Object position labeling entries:
▼

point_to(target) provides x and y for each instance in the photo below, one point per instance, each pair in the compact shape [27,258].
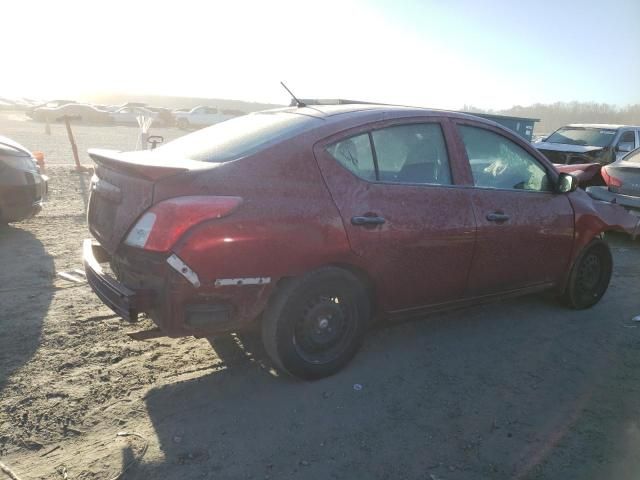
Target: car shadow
[487,392]
[26,291]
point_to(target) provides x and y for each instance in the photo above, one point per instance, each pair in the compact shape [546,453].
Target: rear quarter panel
[287,224]
[594,217]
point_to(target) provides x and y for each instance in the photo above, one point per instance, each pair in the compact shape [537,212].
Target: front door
[525,230]
[410,226]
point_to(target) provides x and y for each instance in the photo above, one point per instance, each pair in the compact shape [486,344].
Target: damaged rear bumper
[629,202]
[118,297]
[171,293]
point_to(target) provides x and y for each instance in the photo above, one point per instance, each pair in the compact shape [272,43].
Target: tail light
[162,225]
[610,180]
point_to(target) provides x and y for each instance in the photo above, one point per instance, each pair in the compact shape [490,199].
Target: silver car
[623,182]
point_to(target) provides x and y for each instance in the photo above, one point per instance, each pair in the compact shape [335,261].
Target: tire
[590,276]
[315,324]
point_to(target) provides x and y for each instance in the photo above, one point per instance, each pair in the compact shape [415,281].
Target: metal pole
[74,147]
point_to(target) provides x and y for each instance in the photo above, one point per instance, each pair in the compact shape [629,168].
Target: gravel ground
[522,389]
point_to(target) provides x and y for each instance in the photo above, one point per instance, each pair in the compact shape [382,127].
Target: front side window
[497,162]
[414,153]
[633,157]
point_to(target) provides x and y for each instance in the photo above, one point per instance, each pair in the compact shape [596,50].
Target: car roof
[600,125]
[355,110]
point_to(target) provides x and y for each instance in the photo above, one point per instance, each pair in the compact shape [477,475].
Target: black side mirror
[567,183]
[624,147]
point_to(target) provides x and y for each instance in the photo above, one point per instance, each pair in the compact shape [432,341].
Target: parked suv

▲

• [EXERCISE BRIEF] From the line that contains "compact shape [629,168]." to the last line of the material above, repeat every line exactly, keeping both the first and the last.

• [ANSWER BELOW]
point_to(target) provides x and y for each instance in the photo above, one point per instance, each pair in the compact shape [629,168].
Target: gravel ground
[522,389]
point_to(target) provides x and y for each instance in the photo above, one point per instance, each pair in the compact shape [382,127].
Target: front side window
[497,162]
[414,153]
[633,157]
point_to(target) provides x and y for each instance in the photo above, one point per instance, each pair in the compact shape [596,50].
Target: car roof
[600,125]
[355,110]
point_to(target) provides x and y for each instance in the photo above, one point per instance, each pair in the compact shape [477,475].
Target: black side mirror
[567,183]
[624,147]
point_to(target) provides x and y for each instance in the photo above, one point per instance, each pair in the compact shape [432,341].
Target: parked suv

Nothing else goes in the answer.